§ REQUIRED ACTION
What lines in the records below contain the string "base"? Copy every one.

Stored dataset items
* * *

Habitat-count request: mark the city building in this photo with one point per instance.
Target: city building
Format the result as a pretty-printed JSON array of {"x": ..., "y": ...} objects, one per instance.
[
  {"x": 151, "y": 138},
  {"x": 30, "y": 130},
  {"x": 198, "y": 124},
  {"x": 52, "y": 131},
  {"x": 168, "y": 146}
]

* * *

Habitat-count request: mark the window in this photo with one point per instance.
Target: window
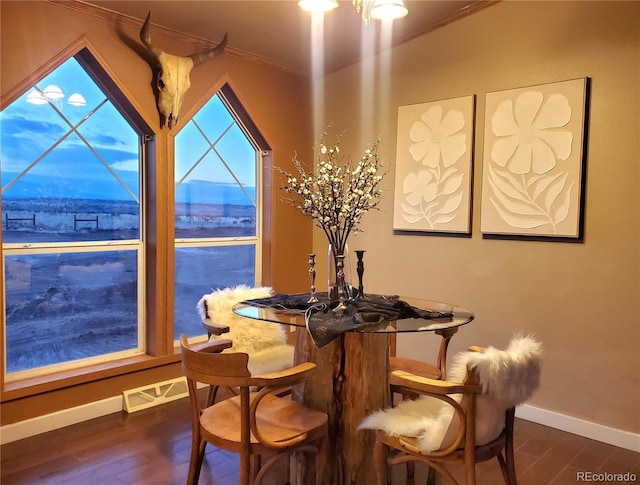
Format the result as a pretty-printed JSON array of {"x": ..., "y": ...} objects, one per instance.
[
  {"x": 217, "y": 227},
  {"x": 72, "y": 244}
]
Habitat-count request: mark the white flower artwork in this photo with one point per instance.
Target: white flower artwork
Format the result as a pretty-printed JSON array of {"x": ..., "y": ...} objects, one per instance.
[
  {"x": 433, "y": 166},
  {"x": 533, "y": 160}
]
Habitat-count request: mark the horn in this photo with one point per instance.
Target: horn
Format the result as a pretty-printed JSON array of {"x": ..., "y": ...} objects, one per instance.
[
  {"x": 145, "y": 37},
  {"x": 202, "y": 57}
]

* * *

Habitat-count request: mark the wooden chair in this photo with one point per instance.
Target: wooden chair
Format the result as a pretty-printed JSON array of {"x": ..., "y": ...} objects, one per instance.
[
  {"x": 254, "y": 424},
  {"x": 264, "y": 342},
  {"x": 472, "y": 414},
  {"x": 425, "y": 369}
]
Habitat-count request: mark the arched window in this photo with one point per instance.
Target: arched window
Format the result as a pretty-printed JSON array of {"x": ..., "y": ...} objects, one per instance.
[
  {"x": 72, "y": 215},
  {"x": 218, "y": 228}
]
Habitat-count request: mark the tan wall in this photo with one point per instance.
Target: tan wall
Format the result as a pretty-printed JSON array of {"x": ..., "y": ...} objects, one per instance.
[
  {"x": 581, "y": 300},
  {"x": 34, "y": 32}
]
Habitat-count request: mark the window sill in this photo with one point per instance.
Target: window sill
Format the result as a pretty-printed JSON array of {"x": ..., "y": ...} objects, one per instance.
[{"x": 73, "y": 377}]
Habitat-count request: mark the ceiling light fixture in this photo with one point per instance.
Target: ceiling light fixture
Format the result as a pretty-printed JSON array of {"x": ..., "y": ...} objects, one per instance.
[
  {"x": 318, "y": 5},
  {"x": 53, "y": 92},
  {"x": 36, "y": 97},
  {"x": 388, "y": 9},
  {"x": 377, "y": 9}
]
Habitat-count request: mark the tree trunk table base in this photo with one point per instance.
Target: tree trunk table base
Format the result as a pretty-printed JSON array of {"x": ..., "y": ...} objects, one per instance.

* * *

§ EXERCISE ANSWER
Habitat-count request: mark the tree trunk table base in this photo with one point per instance.
Target: tree trunk table base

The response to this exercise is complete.